## Problem to work on
In the listing below, swap every occurrence of "baseball" for "softball" and leave every other character untouched.

## Exercise materials
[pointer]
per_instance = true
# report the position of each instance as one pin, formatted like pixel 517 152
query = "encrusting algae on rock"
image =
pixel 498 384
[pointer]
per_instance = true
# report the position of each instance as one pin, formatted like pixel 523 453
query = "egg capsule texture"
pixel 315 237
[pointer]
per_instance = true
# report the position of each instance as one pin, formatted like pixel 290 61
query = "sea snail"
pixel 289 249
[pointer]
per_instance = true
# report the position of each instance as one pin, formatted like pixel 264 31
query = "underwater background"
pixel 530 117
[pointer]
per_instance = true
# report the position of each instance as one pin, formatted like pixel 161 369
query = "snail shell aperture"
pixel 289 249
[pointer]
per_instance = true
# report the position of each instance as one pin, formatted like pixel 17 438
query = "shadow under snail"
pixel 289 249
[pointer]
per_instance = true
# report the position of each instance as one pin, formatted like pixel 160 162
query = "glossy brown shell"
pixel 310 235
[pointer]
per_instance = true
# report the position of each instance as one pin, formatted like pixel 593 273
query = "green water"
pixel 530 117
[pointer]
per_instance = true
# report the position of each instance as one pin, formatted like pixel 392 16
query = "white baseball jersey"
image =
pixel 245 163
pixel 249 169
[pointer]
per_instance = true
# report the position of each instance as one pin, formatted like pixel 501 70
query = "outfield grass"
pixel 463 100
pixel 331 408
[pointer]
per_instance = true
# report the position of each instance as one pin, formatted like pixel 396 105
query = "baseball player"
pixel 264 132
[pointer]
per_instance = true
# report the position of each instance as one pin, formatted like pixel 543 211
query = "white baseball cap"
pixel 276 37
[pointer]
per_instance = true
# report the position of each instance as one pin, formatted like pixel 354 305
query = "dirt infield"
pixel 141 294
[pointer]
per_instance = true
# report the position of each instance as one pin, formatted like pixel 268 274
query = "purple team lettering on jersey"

## The response
[pointer]
per_instance = true
# report the position of each instance as one pin, formatted like pixel 517 152
query = "encrusting algae on rock"
image =
pixel 498 384
[pointer]
per_instance = true
# report the position of each instance as one pin, formatted like pixel 523 453
query = "egg capsule texture"
pixel 315 237
[pointer]
per_instance = true
# report the position of each instance as one pin, formatted like pixel 290 61
query = "sea snail"
pixel 289 249
[pointer]
per_instance = true
# report the position of each instance as one pin, formatted like pixel 264 31
query = "underwater background"
pixel 530 117
[pointer]
per_instance = true
# report the position of each instance as one pin, formatted like pixel 161 369
query = "snail shell aperture"
pixel 289 249
[pointer]
per_instance = true
# report the position of each instance as one pin, formatted like pixel 17 438
query = "shadow under snail"
pixel 289 249
[pointer]
per_instance = true
# report the position of each instance as one pin, formatted like pixel 160 162
query = "glossy brown shell"
pixel 310 235
[pointer]
per_instance = true
# report the position of each instance as one pin, formatted like pixel 593 273
query = "green water"
pixel 530 117
[pointer]
per_instance = true
# report the position of each instance as one pin, formatted like pixel 392 16
query = "white softball jersey"
image =
pixel 245 163
pixel 249 169
[pointer]
per_instance = true
# report the position of each instance as one pin, formatted like pixel 501 70
query = "outfield grass"
pixel 463 100
pixel 331 408
[pointer]
per_instance = true
# report the position of each instance as one pin, formatted like pixel 396 105
query = "softball player"
pixel 264 132
[pointer]
per_instance = true
# report the position of each instance as one pin, formatted like pixel 543 211
query = "white softball cap"
pixel 276 37
[pointer]
per_instance = true
# report the position of each instance as one pin, formatted like pixel 354 305
query = "dirt infield"
pixel 141 294
[pointer]
per_instance = true
# report the position of each instance as one pin, formatted like pixel 268 274
query = "purple team lettering on jersey"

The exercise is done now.